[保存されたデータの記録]
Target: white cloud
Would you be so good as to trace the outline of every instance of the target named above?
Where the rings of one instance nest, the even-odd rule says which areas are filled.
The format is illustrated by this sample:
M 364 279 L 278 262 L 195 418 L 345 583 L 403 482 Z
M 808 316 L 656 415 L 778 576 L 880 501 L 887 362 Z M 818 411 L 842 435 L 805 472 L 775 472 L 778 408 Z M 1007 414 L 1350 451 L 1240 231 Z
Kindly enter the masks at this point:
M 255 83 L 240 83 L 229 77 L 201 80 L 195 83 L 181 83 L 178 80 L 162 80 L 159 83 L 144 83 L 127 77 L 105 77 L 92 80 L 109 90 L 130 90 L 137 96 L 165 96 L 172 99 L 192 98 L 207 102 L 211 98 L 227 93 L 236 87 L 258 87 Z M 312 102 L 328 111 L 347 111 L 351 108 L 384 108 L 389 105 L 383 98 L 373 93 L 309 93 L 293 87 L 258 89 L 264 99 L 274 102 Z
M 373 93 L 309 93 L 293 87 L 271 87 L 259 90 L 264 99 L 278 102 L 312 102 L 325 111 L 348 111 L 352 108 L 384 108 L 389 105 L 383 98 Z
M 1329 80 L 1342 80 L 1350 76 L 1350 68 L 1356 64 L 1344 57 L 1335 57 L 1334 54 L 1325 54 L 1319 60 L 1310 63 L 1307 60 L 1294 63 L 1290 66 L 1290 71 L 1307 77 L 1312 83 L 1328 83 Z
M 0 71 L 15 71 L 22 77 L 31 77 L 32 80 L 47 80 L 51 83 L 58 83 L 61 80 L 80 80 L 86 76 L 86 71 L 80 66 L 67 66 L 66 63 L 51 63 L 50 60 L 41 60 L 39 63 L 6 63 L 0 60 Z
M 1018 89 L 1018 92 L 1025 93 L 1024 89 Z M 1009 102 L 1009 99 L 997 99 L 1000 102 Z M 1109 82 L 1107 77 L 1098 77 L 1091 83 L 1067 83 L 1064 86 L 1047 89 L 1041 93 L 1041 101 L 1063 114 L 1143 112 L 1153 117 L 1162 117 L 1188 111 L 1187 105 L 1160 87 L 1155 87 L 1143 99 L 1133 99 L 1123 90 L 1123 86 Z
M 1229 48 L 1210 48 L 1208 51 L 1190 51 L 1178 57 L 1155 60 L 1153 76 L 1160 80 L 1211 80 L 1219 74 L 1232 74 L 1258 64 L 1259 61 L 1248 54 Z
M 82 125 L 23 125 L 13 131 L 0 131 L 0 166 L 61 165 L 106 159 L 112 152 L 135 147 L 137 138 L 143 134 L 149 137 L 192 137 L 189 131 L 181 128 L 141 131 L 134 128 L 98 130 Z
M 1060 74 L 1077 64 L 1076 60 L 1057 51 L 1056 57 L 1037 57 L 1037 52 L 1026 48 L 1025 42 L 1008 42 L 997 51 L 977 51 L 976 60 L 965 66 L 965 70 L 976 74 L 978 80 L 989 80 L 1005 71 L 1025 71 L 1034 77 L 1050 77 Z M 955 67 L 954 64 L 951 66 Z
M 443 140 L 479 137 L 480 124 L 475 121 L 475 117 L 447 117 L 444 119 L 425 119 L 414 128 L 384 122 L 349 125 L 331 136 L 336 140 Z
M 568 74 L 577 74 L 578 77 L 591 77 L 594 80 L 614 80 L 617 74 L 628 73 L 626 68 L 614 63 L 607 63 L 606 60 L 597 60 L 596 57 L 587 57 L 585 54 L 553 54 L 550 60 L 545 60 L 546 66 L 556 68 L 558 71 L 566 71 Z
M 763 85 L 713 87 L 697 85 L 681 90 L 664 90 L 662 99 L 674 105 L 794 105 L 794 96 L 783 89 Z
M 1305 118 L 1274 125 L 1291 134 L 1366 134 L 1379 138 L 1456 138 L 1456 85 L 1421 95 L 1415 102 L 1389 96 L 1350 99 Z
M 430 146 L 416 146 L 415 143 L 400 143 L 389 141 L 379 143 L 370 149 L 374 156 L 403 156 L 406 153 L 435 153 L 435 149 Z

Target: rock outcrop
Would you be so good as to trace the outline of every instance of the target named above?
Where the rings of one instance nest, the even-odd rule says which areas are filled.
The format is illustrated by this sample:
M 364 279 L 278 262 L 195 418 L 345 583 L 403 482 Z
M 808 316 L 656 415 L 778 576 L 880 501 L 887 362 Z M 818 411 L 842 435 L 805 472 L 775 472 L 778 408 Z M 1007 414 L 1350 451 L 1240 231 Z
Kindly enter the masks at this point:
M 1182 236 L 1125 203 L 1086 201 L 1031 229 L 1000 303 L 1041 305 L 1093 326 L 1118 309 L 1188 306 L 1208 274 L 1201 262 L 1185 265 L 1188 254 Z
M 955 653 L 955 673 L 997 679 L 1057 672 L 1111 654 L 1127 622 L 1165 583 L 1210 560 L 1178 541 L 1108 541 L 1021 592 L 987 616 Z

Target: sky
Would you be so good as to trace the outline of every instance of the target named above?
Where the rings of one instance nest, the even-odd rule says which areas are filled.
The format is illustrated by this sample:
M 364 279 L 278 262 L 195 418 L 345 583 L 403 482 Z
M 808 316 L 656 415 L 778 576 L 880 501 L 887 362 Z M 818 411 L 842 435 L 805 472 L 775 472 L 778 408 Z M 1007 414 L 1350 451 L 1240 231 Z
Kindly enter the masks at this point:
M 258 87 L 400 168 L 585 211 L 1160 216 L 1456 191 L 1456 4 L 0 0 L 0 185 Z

| 課題の内容 |
記録の最初から「M 373 93 L 309」を含む行まで（その行も含む）を、「sample」を「example」に置き換えて書き直してください。ほかの部分は一切変えないでください。

| 課題の結果 |
Target: white cloud
Would you be so good as to trace the outline of every instance of the target named above?
Where the rings of one instance nest, the even-odd rule says which areas are filled.
The format is illustrated by this example:
M 364 279 L 278 262 L 195 418 L 345 583 L 403 482 Z
M 808 316 L 656 415 L 778 576 L 880 501 L 887 362 Z M 818 411 L 842 435 L 805 472 L 775 472 L 778 408 Z M 1007 414 L 1350 451 L 1240 231 Z
Kindly enter the masks at this point:
M 255 83 L 240 83 L 229 77 L 201 80 L 195 83 L 181 83 L 178 80 L 162 80 L 159 83 L 144 83 L 127 77 L 105 77 L 92 80 L 109 90 L 130 90 L 137 96 L 165 96 L 172 99 L 192 98 L 207 102 L 211 98 L 227 93 L 236 87 L 258 87 Z M 312 102 L 328 111 L 347 111 L 351 108 L 384 108 L 389 105 L 383 98 L 373 93 L 309 93 L 293 87 L 258 89 L 264 99 L 274 102 Z
M 373 93 L 309 93 L 293 87 L 271 87 L 259 90 L 264 99 L 278 102 L 312 102 L 325 111 L 348 111 L 352 108 L 384 108 L 389 105 L 383 98 Z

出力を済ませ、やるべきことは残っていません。